(Shape labeling records)
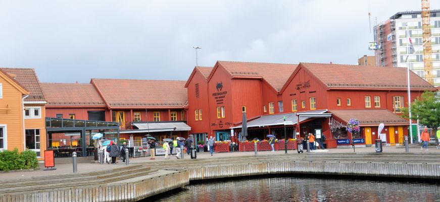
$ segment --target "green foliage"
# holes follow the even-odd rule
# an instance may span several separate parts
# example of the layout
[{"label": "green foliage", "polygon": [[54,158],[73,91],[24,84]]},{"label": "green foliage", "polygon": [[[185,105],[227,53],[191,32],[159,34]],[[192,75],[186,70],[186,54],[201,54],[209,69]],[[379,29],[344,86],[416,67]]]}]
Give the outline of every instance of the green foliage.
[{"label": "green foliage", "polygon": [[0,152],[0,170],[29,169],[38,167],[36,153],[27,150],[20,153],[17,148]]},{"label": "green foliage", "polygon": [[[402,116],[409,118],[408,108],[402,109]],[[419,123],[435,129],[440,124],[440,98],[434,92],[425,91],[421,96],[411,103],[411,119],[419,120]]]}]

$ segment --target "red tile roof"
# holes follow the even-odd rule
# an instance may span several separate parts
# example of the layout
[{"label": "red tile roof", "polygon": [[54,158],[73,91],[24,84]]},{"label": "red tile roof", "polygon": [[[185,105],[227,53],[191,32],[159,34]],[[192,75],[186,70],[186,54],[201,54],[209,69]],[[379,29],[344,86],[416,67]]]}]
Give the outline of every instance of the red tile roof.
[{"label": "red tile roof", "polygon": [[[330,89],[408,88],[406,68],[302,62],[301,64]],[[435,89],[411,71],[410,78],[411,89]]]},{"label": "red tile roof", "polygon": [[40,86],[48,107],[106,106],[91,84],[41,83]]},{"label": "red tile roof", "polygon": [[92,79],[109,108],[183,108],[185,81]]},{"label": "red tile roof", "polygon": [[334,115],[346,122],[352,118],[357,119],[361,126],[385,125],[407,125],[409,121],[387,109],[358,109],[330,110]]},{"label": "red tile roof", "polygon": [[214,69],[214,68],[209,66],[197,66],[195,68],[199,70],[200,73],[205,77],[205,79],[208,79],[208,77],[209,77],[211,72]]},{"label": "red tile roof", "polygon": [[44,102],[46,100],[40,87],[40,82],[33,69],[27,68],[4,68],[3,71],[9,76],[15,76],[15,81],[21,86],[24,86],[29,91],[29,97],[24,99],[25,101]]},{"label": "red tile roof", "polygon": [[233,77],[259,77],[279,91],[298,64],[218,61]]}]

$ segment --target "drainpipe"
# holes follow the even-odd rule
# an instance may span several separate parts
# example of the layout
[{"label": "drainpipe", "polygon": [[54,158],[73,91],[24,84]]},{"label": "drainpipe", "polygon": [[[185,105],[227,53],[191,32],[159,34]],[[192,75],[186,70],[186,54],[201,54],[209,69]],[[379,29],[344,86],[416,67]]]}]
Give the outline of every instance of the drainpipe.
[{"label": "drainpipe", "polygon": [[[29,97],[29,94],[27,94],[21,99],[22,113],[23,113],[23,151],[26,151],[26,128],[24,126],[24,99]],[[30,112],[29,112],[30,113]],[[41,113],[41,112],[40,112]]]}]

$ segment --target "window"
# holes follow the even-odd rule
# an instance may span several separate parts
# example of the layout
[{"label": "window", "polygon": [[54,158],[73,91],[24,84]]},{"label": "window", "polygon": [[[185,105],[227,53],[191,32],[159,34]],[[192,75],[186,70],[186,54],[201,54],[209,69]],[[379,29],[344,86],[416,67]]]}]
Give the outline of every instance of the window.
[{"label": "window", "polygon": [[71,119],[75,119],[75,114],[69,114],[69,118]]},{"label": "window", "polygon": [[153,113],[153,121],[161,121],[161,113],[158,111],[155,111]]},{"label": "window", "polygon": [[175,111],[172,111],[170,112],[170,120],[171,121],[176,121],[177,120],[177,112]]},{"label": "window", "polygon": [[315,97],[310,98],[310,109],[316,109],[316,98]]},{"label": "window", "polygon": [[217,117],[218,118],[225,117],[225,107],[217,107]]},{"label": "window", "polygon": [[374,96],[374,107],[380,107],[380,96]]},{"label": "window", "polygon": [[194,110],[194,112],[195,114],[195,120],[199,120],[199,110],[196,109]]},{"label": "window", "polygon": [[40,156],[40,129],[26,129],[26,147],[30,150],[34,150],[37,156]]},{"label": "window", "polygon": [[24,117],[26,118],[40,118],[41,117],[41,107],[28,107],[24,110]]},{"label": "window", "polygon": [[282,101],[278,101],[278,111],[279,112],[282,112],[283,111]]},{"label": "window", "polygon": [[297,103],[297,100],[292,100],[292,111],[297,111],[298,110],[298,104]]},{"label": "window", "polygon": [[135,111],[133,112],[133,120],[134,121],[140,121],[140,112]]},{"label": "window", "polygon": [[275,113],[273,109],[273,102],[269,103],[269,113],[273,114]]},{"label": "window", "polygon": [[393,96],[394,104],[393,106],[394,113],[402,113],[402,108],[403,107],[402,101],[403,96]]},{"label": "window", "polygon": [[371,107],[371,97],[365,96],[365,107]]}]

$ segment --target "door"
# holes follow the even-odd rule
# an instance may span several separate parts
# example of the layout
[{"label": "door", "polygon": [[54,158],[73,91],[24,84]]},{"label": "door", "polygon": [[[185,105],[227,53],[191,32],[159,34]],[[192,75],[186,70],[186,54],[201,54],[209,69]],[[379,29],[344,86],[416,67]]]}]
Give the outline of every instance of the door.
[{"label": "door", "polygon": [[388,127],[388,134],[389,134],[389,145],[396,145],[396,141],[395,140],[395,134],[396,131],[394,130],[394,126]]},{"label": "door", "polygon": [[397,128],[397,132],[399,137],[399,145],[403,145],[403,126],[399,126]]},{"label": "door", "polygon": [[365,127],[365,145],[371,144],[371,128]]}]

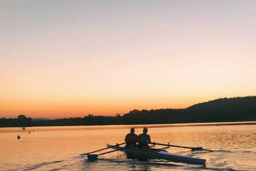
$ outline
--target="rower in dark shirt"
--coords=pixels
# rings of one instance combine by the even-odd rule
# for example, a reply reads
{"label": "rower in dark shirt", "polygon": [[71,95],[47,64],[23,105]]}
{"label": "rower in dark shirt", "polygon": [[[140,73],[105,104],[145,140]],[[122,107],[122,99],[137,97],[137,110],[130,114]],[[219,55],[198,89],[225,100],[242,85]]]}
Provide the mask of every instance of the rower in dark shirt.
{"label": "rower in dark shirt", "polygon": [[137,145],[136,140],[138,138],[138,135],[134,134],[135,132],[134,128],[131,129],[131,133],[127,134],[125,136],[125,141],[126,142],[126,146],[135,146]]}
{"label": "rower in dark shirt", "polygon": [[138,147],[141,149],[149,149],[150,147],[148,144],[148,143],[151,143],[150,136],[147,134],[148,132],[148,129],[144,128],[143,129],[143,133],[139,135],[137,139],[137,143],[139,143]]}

Request — Pictures in the records must not appear in the copy; transcribe everything else precisely.

Written answer —
$ segment --target "green foliage"
# holes follow the even-odd rule
# an instance may span several separate parts
# example of the layout
[{"label": "green foliage", "polygon": [[54,158],[73,91],[24,84]]},{"label": "green foliage", "polygon": [[[185,105],[227,53],[191,32],[159,34]],[[192,75],[186,70],[186,54],[201,54],[209,69]],[[379,29],[344,86],[416,67]]]}]
Give the outline of every instance of the green foliage.
[{"label": "green foliage", "polygon": [[0,152],[0,170],[29,169],[38,167],[36,153],[27,150],[20,153],[17,148]]},{"label": "green foliage", "polygon": [[[402,116],[409,118],[408,108],[402,109]],[[419,123],[435,129],[440,124],[440,98],[434,92],[425,91],[421,96],[411,103],[411,119],[419,120]]]}]

$ segment --target "red tile roof"
# holes follow the even-odd rule
# an instance may span several separate parts
# example of the layout
[{"label": "red tile roof", "polygon": [[54,158],[73,91],[24,84]]},{"label": "red tile roof", "polygon": [[[185,105],[227,53],[191,32],[159,34]],[[192,75],[186,70],[186,54],[201,54],[209,69]],[[379,29],[344,86],[416,67]]]}]
Give the outline of every instance of the red tile roof.
[{"label": "red tile roof", "polygon": [[[330,89],[408,88],[406,68],[302,62],[301,64]],[[435,89],[411,71],[410,78],[411,89]]]},{"label": "red tile roof", "polygon": [[40,86],[48,107],[106,106],[91,84],[41,83]]},{"label": "red tile roof", "polygon": [[92,79],[109,108],[183,108],[185,81]]},{"label": "red tile roof", "polygon": [[334,115],[346,122],[352,118],[357,119],[361,126],[385,125],[407,125],[409,121],[387,109],[358,109],[330,110]]},{"label": "red tile roof", "polygon": [[214,69],[214,68],[209,66],[197,66],[195,68],[199,70],[200,73],[205,77],[205,79],[208,79],[208,77],[209,77],[211,72]]},{"label": "red tile roof", "polygon": [[44,102],[46,100],[40,87],[40,82],[33,69],[27,68],[4,68],[3,71],[9,76],[15,76],[15,81],[21,86],[24,86],[29,91],[29,97],[24,99],[25,101]]},{"label": "red tile roof", "polygon": [[233,77],[259,77],[279,91],[298,64],[218,61]]}]

$ segment --target "drainpipe"
# holes follow the even-odd rule
# an instance may span several separate parts
# example of the layout
[{"label": "drainpipe", "polygon": [[54,158],[73,91],[24,84]]},{"label": "drainpipe", "polygon": [[[185,105],[227,53],[191,32],[159,34]],[[192,75],[186,70],[186,54],[201,54],[209,69]],[[379,29],[344,86],[416,67]]]}]
Give the outline of every instance of the drainpipe.
[{"label": "drainpipe", "polygon": [[[29,97],[29,94],[27,94],[21,99],[22,113],[23,113],[23,151],[26,151],[26,128],[24,126],[24,99]],[[30,112],[29,112],[30,113]],[[41,113],[41,112],[40,112]]]}]

$ segment --target "window"
# holes follow the even-odd rule
# an instance may span several separate parts
# example of the layout
[{"label": "window", "polygon": [[54,158],[73,91],[24,84]]},{"label": "window", "polygon": [[[185,105],[227,53],[191,32],[159,34]],[[192,75],[186,70],[186,54],[201,54],[209,69]],[[379,29],[344,86],[416,67]]]}]
Give the outline of every instance of the window.
[{"label": "window", "polygon": [[71,119],[75,119],[75,114],[69,114],[69,118]]},{"label": "window", "polygon": [[153,113],[153,121],[161,121],[161,113],[158,111],[155,111]]},{"label": "window", "polygon": [[175,111],[172,111],[170,112],[170,120],[171,121],[176,121],[177,120],[177,112]]},{"label": "window", "polygon": [[315,97],[310,98],[310,109],[316,109],[316,98]]},{"label": "window", "polygon": [[217,117],[218,118],[225,117],[225,107],[217,107]]},{"label": "window", "polygon": [[374,96],[374,107],[380,107],[380,96]]},{"label": "window", "polygon": [[194,110],[194,112],[195,114],[195,120],[199,120],[199,110],[196,109]]},{"label": "window", "polygon": [[40,156],[40,129],[26,129],[26,147],[30,150],[34,150],[37,156]]},{"label": "window", "polygon": [[24,117],[26,118],[40,118],[41,117],[41,107],[28,107],[24,110]]},{"label": "window", "polygon": [[282,101],[278,101],[278,111],[279,112],[282,112],[283,111]]},{"label": "window", "polygon": [[297,103],[297,100],[292,100],[292,111],[297,111],[298,110],[298,104]]},{"label": "window", "polygon": [[135,111],[133,112],[133,120],[134,121],[140,121],[140,112]]},{"label": "window", "polygon": [[275,113],[273,109],[273,102],[269,103],[269,113],[273,114]]},{"label": "window", "polygon": [[393,96],[394,104],[393,106],[394,113],[402,113],[402,108],[403,107],[402,101],[403,96]]},{"label": "window", "polygon": [[371,107],[371,97],[365,96],[365,107]]}]

$ segment --target "door"
# holes follow the even-odd rule
# an instance may span several separate parts
# example of the layout
[{"label": "door", "polygon": [[54,158],[73,91],[24,84]]},{"label": "door", "polygon": [[[185,105],[227,53],[191,32],[159,34]],[[192,75],[186,70],[186,54],[201,54],[209,69]],[[379,29],[344,86],[416,67]]]}]
Give the outline of every instance of the door.
[{"label": "door", "polygon": [[388,127],[388,134],[389,134],[389,145],[396,145],[396,141],[395,140],[395,134],[396,131],[394,130],[394,126]]},{"label": "door", "polygon": [[397,128],[397,132],[399,137],[399,145],[403,145],[403,126],[399,126]]},{"label": "door", "polygon": [[365,127],[365,145],[371,144],[371,128]]}]

$ outline
--target="rower in dark shirt"
--coords=pixels
# rings of one instance combine by the even-odd rule
# for example, a reply reads
{"label": "rower in dark shirt", "polygon": [[71,95],[47,64],[23,105]]}
{"label": "rower in dark shirt", "polygon": [[[140,73],[105,104],[145,140]],[[122,107],[122,99],[137,97],[137,110],[130,114]],[[219,55],[198,89],[225,100],[242,85]]]}
Provide the mask of every instance of the rower in dark shirt.
{"label": "rower in dark shirt", "polygon": [[137,145],[136,140],[138,138],[138,135],[134,134],[135,132],[134,128],[131,129],[131,133],[127,134],[125,136],[125,141],[126,142],[126,146],[135,146]]}
{"label": "rower in dark shirt", "polygon": [[138,147],[141,149],[149,149],[150,147],[148,144],[148,143],[151,143],[150,136],[147,134],[148,132],[148,129],[144,128],[143,129],[143,133],[139,135],[137,139],[137,143],[139,143]]}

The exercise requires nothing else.